Position identification records:
########

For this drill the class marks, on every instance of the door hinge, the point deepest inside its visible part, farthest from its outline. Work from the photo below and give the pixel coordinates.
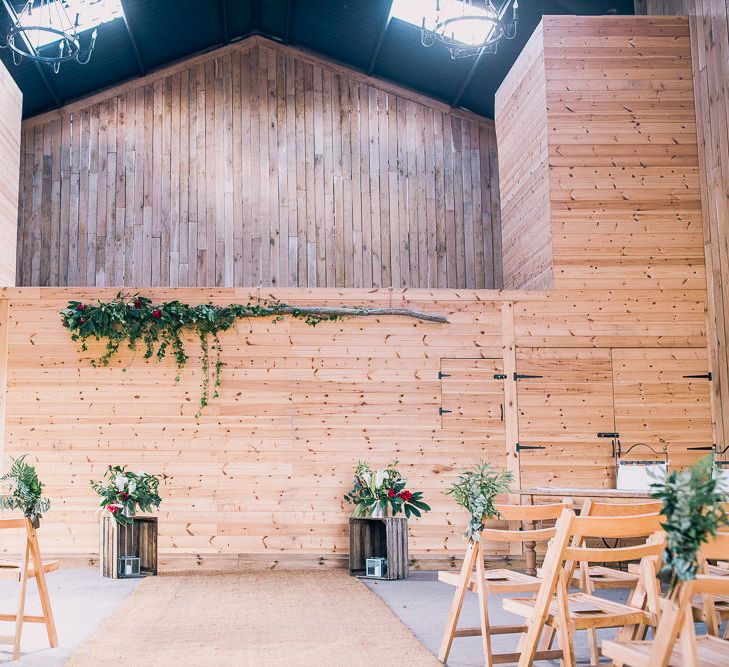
(519, 447)
(701, 376)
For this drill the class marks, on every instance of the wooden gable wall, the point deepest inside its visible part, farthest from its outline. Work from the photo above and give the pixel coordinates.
(257, 164)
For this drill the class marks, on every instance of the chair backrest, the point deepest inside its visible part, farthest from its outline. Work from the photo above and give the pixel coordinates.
(640, 526)
(599, 508)
(525, 514)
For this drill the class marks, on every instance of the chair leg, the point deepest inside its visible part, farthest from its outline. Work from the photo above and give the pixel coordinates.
(20, 614)
(40, 579)
(483, 608)
(564, 625)
(472, 551)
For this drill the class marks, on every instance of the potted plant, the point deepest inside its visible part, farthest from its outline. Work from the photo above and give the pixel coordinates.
(26, 491)
(692, 507)
(475, 490)
(122, 491)
(379, 492)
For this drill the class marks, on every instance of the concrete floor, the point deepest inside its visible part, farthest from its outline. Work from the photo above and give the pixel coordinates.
(81, 600)
(422, 603)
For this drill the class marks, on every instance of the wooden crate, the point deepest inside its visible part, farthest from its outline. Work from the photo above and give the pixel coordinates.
(138, 539)
(382, 537)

########

Begin at the line that has "wooden crate, the" and go through the end of the rows. Format those lines as a Markdown table with the columns Number and Line, skipping any blank lines.

| Number | Line |
|---|---|
| 1 | For this drill the class marks, on every instance of the wooden crate, the point deepest inside its visible part, farthest from its outline. Work from the photo above and give the pixel coordinates. |
| 2 | (138, 539) |
| 3 | (382, 537) |